**Extrait de page**
--------------------------------

Luka Doncic et les deux Salieri

Par  — 

NBA – Face au génie de Luka Doncic, Mark Cuban et Nico Harrison ont montré deux attitudes très différentes.

Luka Doncic, le Mozart de SalieriLes théories du complot « donnent du sens au non-sens », c’est même leur principale fonction. Que le « trade » de Luka Doncic en génère autant, aussi vite, n’apporte donc qu’une seule certitude : pour beaucoup, ce transfert n’a simplement pas de sens…

Pourtant, à lire les « insiders » texans, dont Marc Stein, sans doute celui qui connait le mieux la franchise et ses arcanes, il y a une logique qui se dégage derrière ce tremblement de terre. « Les décideurs des Mavericks ont décidé de tourner la page Doncic et qu’ils ne voulaient plus tout faire pour le satisfaire » résume-t-il.

C’est que depuis son arrivée en 2018, Mark Cuban avait placé Luka Doncic au centre de tout à Dallas. Et tous ceux qui ne collaient pas avec le Slovène (Rick Carlisle, Haralabos Voulgaris, Kristaps Porzingis…) sont partis, pour entourer le successeur de Dirk Nowitzki de coachs et de joueurs qui s’adaptaient à la fois à son style de jeu, mais aussi à sa personnalité.

--------------------------------

**Données**
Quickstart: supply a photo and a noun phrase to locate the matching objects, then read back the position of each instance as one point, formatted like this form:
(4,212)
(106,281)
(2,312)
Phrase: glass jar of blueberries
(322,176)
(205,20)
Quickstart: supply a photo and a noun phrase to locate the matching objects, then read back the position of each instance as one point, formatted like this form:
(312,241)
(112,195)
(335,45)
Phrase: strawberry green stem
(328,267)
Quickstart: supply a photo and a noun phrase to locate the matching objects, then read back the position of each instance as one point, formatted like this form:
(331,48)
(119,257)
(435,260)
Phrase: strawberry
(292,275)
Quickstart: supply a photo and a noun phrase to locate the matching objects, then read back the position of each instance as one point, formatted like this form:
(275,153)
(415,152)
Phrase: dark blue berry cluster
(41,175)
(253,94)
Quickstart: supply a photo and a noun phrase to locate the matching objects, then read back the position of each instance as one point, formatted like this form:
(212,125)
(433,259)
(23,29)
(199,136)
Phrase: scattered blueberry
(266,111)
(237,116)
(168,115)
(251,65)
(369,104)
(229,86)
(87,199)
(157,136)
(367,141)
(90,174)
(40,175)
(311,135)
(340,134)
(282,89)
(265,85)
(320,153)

--------------------------------

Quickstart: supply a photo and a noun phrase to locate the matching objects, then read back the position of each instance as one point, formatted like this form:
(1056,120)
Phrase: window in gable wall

--------------------------------

**Les consignes**
1. D'après l'article sur le transfert de Luka Doncic, en quelle année le joueur est-il arrivé à Dallas ?
2. Recopiez, dans l'article sur Luka Doncic, le passage qui s'ouvre sur les mots « Pourtant, à lire » et s'achève sur « à sa personnalité. ».

**Réponses par consigne**
1. En 2018.

2.
Pourtant, à lire les « insiders » texans, dont Marc Stein, sans doute celui qui connait le mieux la franchise et ses arcanes, il y a une logique qui se dégage derrière ce tremblement de terre. « Les décideurs des Mavericks ont décidé de tourner la page Doncic et qu’ils ne voulaient plus tout faire pour le satisfaire » résume-t-il.

C’est que depuis son arrivée en 2018, Mark Cuban avait placé Luka Doncic au centre de tout à Dallas. Et tous ceux qui ne collaient pas avec le Slovène (Rick Carlisle, Haralabos Voulgaris, Kristaps Porzingis…) sont partis, pour entourer le successeur de Dirk Nowitzki de coachs et de joueurs qui s’adaptaient à la fois à son style de jeu, mais aussi à sa personnalité.